** Opening Provided entries block **
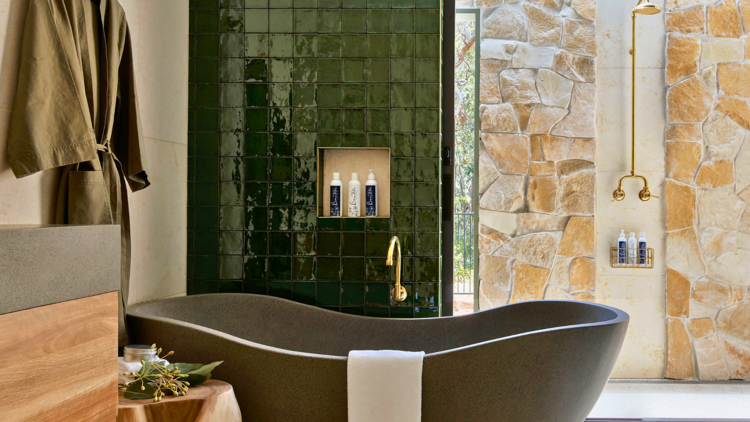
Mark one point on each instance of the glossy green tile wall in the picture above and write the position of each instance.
(272, 80)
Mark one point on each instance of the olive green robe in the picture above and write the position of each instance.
(76, 108)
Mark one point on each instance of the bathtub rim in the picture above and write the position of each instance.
(620, 317)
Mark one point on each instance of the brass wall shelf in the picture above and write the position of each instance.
(617, 261)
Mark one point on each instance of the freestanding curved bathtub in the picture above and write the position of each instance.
(527, 362)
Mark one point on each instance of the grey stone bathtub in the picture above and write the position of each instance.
(532, 361)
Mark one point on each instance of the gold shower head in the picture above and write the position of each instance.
(646, 8)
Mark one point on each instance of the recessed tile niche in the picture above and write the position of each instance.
(354, 160)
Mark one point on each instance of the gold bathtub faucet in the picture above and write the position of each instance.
(399, 292)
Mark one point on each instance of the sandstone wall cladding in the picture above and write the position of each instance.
(537, 172)
(707, 194)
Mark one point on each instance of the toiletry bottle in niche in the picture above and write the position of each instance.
(354, 195)
(371, 196)
(642, 249)
(622, 248)
(336, 195)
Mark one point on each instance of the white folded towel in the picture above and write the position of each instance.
(384, 385)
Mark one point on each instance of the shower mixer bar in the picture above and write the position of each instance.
(645, 194)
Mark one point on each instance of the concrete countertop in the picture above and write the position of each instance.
(42, 265)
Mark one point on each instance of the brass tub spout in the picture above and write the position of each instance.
(399, 292)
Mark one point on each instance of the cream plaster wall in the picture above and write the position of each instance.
(159, 30)
(639, 292)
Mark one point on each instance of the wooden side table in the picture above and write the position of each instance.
(212, 401)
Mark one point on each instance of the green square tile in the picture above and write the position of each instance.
(304, 218)
(305, 194)
(329, 70)
(353, 269)
(402, 45)
(205, 20)
(280, 289)
(354, 20)
(427, 145)
(402, 219)
(402, 169)
(303, 268)
(207, 70)
(330, 120)
(255, 268)
(330, 95)
(281, 45)
(232, 20)
(207, 45)
(304, 243)
(428, 21)
(428, 95)
(352, 294)
(355, 140)
(354, 95)
(281, 169)
(427, 70)
(329, 21)
(329, 45)
(280, 95)
(403, 21)
(303, 292)
(402, 194)
(354, 120)
(282, 70)
(402, 95)
(256, 243)
(256, 70)
(354, 45)
(256, 218)
(304, 95)
(378, 120)
(305, 120)
(279, 219)
(378, 70)
(378, 45)
(256, 119)
(329, 268)
(280, 194)
(377, 244)
(281, 21)
(402, 70)
(256, 45)
(428, 120)
(378, 95)
(329, 244)
(282, 144)
(256, 194)
(402, 120)
(305, 45)
(353, 244)
(305, 70)
(230, 268)
(427, 194)
(328, 293)
(305, 20)
(256, 20)
(378, 21)
(256, 95)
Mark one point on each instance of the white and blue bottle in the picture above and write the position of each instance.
(336, 195)
(371, 196)
(632, 247)
(622, 248)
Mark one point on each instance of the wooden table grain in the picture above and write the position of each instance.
(212, 401)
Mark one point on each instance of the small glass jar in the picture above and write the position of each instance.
(139, 352)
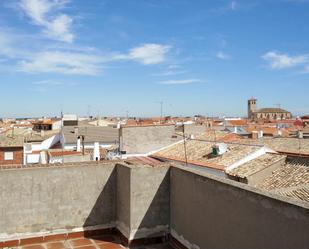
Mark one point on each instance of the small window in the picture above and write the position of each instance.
(8, 156)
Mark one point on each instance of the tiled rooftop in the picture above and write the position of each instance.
(100, 242)
(8, 141)
(293, 145)
(198, 150)
(292, 180)
(255, 165)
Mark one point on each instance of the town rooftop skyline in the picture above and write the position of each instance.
(107, 58)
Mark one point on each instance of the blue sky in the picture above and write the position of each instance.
(112, 56)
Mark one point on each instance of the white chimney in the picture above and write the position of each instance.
(43, 158)
(280, 133)
(78, 145)
(96, 152)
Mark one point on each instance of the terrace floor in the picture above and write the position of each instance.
(100, 242)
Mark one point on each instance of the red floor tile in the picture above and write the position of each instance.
(80, 242)
(85, 247)
(103, 239)
(56, 245)
(39, 246)
(109, 245)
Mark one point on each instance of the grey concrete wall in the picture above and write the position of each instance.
(194, 129)
(150, 202)
(47, 199)
(209, 212)
(123, 199)
(261, 175)
(143, 139)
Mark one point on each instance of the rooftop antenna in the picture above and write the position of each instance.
(278, 105)
(184, 143)
(161, 110)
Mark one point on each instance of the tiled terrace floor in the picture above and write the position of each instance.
(102, 242)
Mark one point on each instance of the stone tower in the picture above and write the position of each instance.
(252, 107)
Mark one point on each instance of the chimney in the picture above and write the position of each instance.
(78, 147)
(254, 135)
(260, 134)
(96, 152)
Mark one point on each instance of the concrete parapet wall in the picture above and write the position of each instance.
(144, 139)
(209, 212)
(48, 199)
(199, 210)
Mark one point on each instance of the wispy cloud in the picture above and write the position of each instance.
(170, 73)
(47, 85)
(149, 53)
(223, 56)
(180, 82)
(62, 62)
(44, 14)
(277, 60)
(87, 62)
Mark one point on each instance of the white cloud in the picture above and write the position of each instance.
(41, 12)
(233, 5)
(222, 56)
(170, 72)
(174, 66)
(149, 53)
(48, 83)
(278, 60)
(180, 82)
(26, 54)
(62, 62)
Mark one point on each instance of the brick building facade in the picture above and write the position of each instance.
(11, 155)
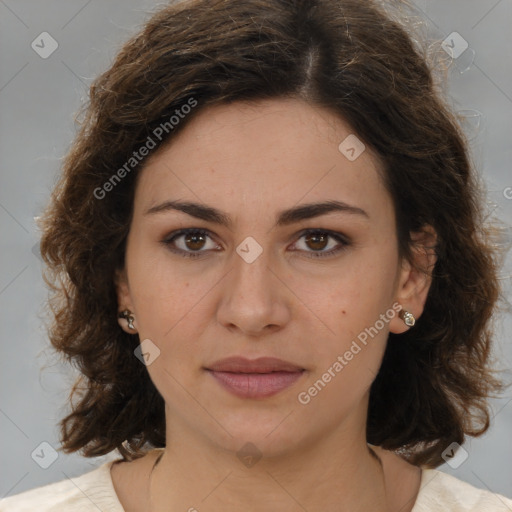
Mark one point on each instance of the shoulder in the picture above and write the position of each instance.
(443, 492)
(91, 491)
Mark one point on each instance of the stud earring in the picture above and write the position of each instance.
(128, 315)
(407, 317)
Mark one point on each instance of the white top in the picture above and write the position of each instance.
(93, 491)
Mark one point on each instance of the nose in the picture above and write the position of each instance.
(255, 300)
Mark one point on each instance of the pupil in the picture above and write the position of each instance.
(194, 238)
(314, 238)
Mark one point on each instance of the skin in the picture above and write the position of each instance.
(251, 161)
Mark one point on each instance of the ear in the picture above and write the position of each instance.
(414, 284)
(124, 299)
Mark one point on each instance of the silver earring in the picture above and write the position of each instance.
(128, 315)
(407, 317)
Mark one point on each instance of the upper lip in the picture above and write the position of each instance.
(239, 364)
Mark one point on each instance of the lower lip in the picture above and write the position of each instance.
(256, 385)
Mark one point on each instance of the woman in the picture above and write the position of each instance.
(270, 267)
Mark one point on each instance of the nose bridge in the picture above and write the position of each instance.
(252, 297)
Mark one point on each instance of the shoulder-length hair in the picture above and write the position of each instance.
(346, 55)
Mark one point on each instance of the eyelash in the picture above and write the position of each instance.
(168, 241)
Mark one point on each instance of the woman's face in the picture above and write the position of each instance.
(257, 284)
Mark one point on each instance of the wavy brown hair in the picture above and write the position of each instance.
(351, 57)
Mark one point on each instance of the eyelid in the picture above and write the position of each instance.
(342, 240)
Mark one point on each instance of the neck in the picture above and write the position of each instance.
(336, 473)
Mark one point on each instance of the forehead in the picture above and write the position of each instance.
(263, 154)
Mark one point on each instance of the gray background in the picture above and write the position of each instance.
(38, 98)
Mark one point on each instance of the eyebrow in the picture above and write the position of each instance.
(284, 217)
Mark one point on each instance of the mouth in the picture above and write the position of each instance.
(258, 378)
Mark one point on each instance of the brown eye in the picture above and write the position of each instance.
(191, 243)
(316, 241)
(194, 241)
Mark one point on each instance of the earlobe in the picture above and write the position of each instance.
(125, 316)
(415, 280)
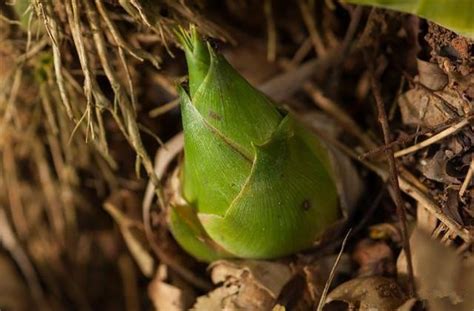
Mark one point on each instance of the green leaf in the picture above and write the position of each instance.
(214, 168)
(230, 104)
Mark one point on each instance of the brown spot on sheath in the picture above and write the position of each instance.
(306, 205)
(215, 115)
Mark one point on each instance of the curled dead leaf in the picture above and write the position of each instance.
(246, 285)
(166, 296)
(431, 75)
(443, 278)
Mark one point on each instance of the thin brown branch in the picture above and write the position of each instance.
(394, 178)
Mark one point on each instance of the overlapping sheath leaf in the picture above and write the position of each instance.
(258, 185)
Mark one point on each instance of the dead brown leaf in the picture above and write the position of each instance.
(373, 258)
(168, 297)
(246, 285)
(431, 76)
(13, 292)
(442, 276)
(367, 293)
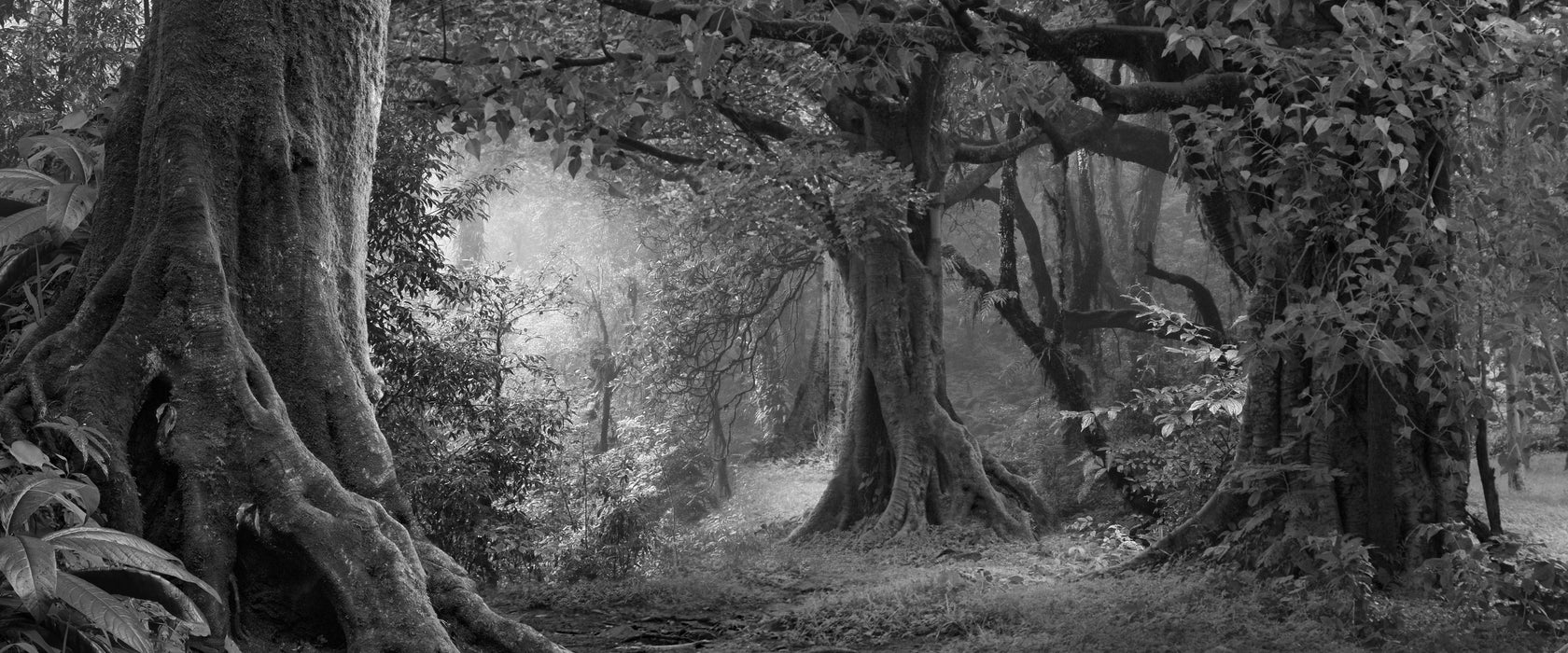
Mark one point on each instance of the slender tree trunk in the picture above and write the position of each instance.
(216, 334)
(719, 447)
(1515, 461)
(469, 242)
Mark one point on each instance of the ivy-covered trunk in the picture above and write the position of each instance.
(216, 334)
(1358, 410)
(906, 459)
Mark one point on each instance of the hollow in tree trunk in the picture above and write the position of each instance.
(216, 334)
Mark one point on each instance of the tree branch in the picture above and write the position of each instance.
(1201, 298)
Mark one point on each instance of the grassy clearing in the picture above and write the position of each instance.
(963, 590)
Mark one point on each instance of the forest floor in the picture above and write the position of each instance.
(735, 586)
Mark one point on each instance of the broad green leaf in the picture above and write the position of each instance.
(22, 223)
(105, 611)
(127, 550)
(71, 150)
(29, 452)
(147, 586)
(68, 205)
(29, 564)
(27, 493)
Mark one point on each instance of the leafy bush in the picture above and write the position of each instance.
(44, 207)
(1505, 577)
(69, 579)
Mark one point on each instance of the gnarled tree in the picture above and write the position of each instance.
(216, 332)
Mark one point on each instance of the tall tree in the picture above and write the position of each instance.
(1327, 191)
(216, 332)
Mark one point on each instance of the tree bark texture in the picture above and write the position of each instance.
(1335, 448)
(906, 459)
(216, 334)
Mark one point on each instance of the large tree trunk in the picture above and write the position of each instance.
(906, 459)
(1357, 419)
(216, 332)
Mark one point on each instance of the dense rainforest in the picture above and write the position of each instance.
(783, 325)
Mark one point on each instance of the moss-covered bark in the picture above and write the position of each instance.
(906, 458)
(216, 332)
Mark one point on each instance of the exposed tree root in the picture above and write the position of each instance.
(455, 600)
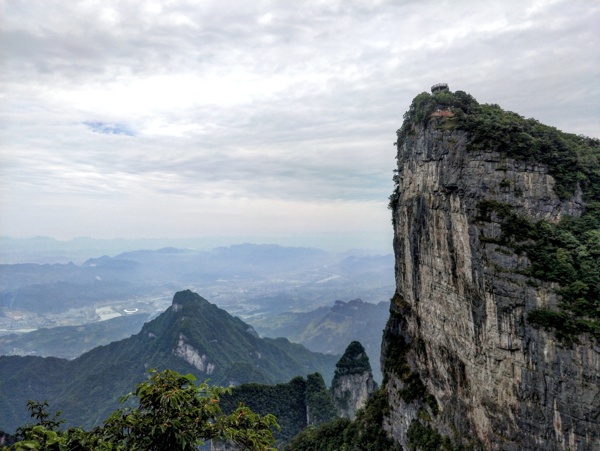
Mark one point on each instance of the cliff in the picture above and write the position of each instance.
(483, 345)
(353, 382)
(192, 336)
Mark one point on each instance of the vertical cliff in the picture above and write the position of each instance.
(481, 347)
(353, 382)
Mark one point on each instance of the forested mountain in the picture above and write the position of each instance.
(192, 336)
(492, 340)
(69, 342)
(329, 329)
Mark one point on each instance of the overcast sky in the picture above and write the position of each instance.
(268, 119)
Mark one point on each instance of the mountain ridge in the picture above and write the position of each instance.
(192, 336)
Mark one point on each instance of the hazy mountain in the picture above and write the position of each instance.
(69, 342)
(192, 336)
(245, 279)
(330, 329)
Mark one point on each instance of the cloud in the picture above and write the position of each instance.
(289, 104)
(109, 129)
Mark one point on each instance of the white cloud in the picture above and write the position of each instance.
(256, 114)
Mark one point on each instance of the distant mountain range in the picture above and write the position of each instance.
(68, 342)
(329, 329)
(192, 336)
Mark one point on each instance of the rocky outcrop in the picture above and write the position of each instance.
(353, 382)
(458, 355)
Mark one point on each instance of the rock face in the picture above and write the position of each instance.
(458, 353)
(353, 382)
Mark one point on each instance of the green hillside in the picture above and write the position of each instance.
(192, 336)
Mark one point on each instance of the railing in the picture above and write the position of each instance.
** Closing Provided entries block **
### About this exercise
Nothing but the lines from the one with "Mark one point on each instance of the overcast" through the end of the data above should be repeated, each exactly as it stands.

### Answer space
Mark one point on each instance of the overcast sky in the picture above and write the position of each instance.
(268, 119)
Mark one point on each instance of the mountain ridge in the picture above and write the position of each instance.
(192, 336)
Mark one point on each instance of the hazy mountain in the picture above and write the position of each instance.
(69, 342)
(192, 336)
(245, 279)
(330, 329)
Mark one point on each instance of the cloud in the picture above and write the position of each instance.
(289, 104)
(109, 129)
Mark one point on each instance of the white cloud in the picture above and write the position of each instance.
(256, 114)
Mark one point on each instance of the distant mountain range in the picture above and write the position of each instance.
(68, 342)
(329, 329)
(192, 336)
Mark one point on each instance of the rocky outcrop in the picture above and write the position of each instance.
(353, 382)
(458, 355)
Mark one point on each instance of the rock face in the picture above and write the position of each instance.
(458, 353)
(353, 382)
Mark one point on each instance of the green hillside in the picture above and write the position of each instance.
(192, 336)
Mark one point on each instance of the railing in the picture above and write the position of each instance.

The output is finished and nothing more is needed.